-------- Records for this exercise

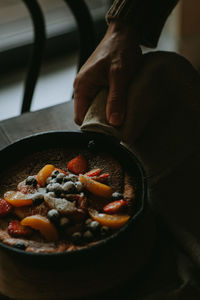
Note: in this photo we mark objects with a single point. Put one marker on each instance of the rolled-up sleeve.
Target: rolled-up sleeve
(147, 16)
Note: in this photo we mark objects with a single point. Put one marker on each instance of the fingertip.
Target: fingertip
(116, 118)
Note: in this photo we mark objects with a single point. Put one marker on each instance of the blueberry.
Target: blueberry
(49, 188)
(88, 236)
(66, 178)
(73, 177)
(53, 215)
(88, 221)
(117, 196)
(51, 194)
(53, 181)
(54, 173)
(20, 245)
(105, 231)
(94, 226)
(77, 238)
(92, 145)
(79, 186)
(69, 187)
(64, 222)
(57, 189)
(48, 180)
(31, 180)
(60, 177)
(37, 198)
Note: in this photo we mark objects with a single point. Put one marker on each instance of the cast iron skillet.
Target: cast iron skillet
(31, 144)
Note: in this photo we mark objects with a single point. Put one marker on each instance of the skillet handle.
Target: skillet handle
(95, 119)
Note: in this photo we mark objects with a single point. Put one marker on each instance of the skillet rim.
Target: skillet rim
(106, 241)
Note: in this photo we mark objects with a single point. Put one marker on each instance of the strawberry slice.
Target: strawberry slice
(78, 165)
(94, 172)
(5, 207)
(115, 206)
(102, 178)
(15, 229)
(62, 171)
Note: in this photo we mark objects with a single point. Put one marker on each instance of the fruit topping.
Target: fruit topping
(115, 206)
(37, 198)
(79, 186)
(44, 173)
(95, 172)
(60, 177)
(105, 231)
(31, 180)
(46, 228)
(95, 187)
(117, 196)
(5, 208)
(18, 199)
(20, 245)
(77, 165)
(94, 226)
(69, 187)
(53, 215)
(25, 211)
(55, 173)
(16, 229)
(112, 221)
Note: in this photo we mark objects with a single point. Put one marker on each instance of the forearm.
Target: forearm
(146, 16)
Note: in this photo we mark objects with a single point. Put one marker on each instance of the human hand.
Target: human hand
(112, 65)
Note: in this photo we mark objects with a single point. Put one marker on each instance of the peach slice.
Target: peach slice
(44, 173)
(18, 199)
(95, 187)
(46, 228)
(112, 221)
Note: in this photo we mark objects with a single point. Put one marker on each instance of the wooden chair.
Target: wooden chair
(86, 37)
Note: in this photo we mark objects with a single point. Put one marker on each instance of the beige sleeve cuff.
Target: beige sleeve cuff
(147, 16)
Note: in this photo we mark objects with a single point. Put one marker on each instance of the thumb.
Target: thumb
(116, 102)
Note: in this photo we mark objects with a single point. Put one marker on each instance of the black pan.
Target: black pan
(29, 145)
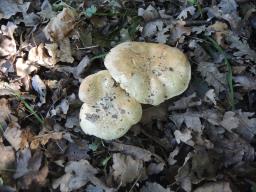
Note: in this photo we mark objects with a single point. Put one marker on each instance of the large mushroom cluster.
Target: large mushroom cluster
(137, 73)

----------------
-------- Records for this exercise

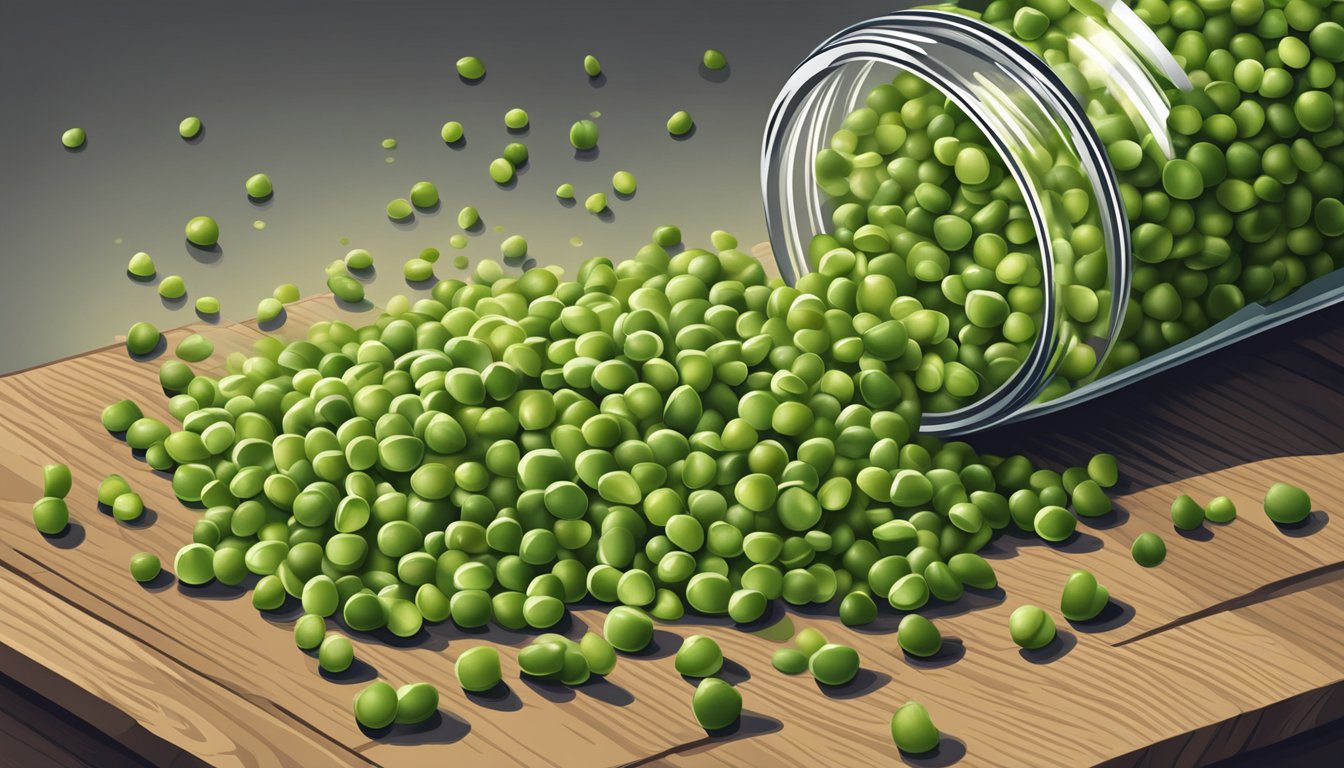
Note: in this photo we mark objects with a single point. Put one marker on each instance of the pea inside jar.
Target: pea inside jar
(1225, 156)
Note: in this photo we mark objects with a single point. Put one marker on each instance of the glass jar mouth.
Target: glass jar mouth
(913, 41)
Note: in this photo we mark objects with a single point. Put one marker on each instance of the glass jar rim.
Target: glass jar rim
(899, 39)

----------------
-------- Records for this exercise

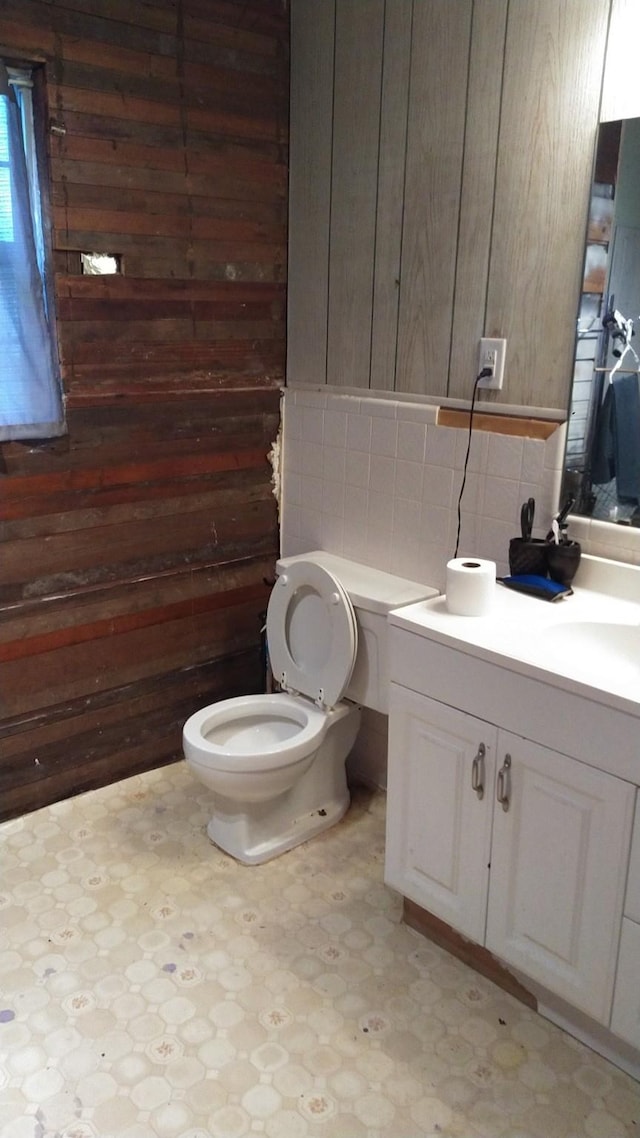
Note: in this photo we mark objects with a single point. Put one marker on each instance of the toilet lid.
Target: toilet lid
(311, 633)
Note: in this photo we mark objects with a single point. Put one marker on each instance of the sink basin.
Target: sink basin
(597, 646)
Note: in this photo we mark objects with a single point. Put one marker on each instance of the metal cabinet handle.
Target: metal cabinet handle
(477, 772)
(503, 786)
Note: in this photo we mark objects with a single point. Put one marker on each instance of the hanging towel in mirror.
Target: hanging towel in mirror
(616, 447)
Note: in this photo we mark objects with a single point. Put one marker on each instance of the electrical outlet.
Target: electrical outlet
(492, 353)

----------------

● What is being asked:
Which lines of the listing above contain the string "wooden", matching case exactly? Copy each such line in full.

● Completed task:
Note: in this photo we mark objects with a single point. Put one marker on each instance of the wooden chair.
Target: wooden chair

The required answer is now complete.